The exercise: Rewrite the listing below, changing every "evaluation set" to "test set" and leaving everything else the same.
-------------------------
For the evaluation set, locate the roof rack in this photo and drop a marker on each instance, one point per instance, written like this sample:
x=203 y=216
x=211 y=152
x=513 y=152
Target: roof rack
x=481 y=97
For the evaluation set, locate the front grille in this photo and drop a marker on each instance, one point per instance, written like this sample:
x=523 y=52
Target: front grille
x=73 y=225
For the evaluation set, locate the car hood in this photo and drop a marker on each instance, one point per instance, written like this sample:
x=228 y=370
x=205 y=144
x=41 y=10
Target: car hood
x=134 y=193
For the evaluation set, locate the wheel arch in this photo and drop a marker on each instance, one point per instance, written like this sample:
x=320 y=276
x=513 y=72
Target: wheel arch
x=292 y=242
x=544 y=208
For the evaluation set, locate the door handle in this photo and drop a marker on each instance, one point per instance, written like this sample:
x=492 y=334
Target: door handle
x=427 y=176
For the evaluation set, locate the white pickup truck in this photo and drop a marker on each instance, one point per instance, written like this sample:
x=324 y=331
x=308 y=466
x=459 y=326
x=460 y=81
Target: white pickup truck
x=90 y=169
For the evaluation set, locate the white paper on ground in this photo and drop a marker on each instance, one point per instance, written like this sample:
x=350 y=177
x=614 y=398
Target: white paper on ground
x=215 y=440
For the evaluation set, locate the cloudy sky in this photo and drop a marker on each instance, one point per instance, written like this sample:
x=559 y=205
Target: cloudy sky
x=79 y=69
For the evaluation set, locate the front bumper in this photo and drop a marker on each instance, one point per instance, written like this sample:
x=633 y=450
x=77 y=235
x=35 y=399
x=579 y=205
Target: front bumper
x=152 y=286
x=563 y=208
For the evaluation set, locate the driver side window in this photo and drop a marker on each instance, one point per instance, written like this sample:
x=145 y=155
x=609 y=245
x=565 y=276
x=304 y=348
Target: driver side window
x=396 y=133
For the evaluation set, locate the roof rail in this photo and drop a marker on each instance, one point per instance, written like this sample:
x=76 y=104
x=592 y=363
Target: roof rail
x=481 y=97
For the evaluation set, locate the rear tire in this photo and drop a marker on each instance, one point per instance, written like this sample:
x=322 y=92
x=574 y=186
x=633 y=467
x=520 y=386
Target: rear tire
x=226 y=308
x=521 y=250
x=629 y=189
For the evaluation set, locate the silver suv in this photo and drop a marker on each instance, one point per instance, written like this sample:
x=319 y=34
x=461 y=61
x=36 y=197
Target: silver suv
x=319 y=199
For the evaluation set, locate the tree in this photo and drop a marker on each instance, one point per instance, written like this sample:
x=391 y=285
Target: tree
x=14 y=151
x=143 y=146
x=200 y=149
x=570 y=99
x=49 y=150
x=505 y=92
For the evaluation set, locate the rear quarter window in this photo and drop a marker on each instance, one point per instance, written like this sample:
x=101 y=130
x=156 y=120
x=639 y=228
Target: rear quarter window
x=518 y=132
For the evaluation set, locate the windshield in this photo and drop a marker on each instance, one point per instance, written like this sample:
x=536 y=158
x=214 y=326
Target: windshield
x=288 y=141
-------------------------
Answer below:
For the test set, locate the roof rack in this photo and drop a marker on each instance, one point per instance, written like this sample:
x=203 y=216
x=211 y=152
x=513 y=152
Target: roof rack
x=481 y=97
For the test set, locate the front grille in this photo and drop a marker on each instance, one point per instance, written like this sample:
x=523 y=52
Target: front grille
x=73 y=225
For the test set, locate the car hood in this photo and drop a marker on each instance, one point per instance, written like this sample:
x=228 y=370
x=205 y=144
x=41 y=10
Target: car hood
x=134 y=193
For the test set, locate the wheel arch in this photo and drop a marker on each instance, one point per instance, written like this sample:
x=320 y=276
x=513 y=72
Target: wheel arch
x=292 y=242
x=544 y=208
For the test set, locate the door handle in this photo and drop a marker on each instance, one point per instance, written like this sample:
x=492 y=334
Target: door handle
x=427 y=176
For the test set, locate the white pickup truck in this photo and drop a marker on each instance, one point per instance, written like this sample:
x=324 y=331
x=308 y=466
x=459 y=326
x=460 y=81
Target: white pickup truck
x=90 y=169
For the test set, locate the white paper on ground in this photo and drop a marker on each instance, one point per instance, written like this sample:
x=350 y=177
x=614 y=398
Target: white paper on ground
x=215 y=440
For the test set, locate the cloudy sky in this photo and drop a marker on each instance, one point per instance, written like this sample:
x=559 y=205
Target: cloudy sky
x=79 y=69
For the test set, locate the front bumper in this photo and drop a marker on each instance, one point per instance, written like this sample:
x=633 y=450
x=77 y=235
x=35 y=399
x=579 y=205
Target: front bumper
x=152 y=286
x=563 y=208
For the test set, locate the driver side window in this photo and drop a marker on each instance, one point per instance, written like this sample:
x=145 y=155
x=609 y=245
x=565 y=276
x=304 y=348
Target: driver side window
x=396 y=133
For the test set, locate the roof rail in this photo and drop a marker on each instance, one point per instance, written like this sample:
x=76 y=104
x=592 y=363
Target: roof rail
x=481 y=97
For the test set, locate the rear tire in this photo and drop a marker on each instance, one point per instance, written like this sample:
x=322 y=92
x=574 y=186
x=633 y=467
x=520 y=386
Target: rear tire
x=226 y=308
x=521 y=250
x=629 y=189
For the test set, locate the silver suv in this photo and drop a marker on each instance, one point per instance, written like this sample:
x=319 y=34
x=461 y=61
x=36 y=197
Target: silver suv
x=319 y=199
For the test set, locate the tree in this photo and drop a marker on each instance, one point per instance, written like this sample:
x=391 y=285
Target: tree
x=14 y=151
x=143 y=146
x=200 y=149
x=570 y=99
x=49 y=150
x=505 y=92
For the test set, locate the rear quarter window in this photo and drop a marker on each instance, one point per instance, written like this sample:
x=101 y=130
x=156 y=120
x=639 y=228
Target: rear quarter window
x=518 y=132
For the test set, locate the windshield in this photo and drop a marker on each instance, one point per instance, written like this sample:
x=536 y=158
x=214 y=326
Target: windshield
x=288 y=141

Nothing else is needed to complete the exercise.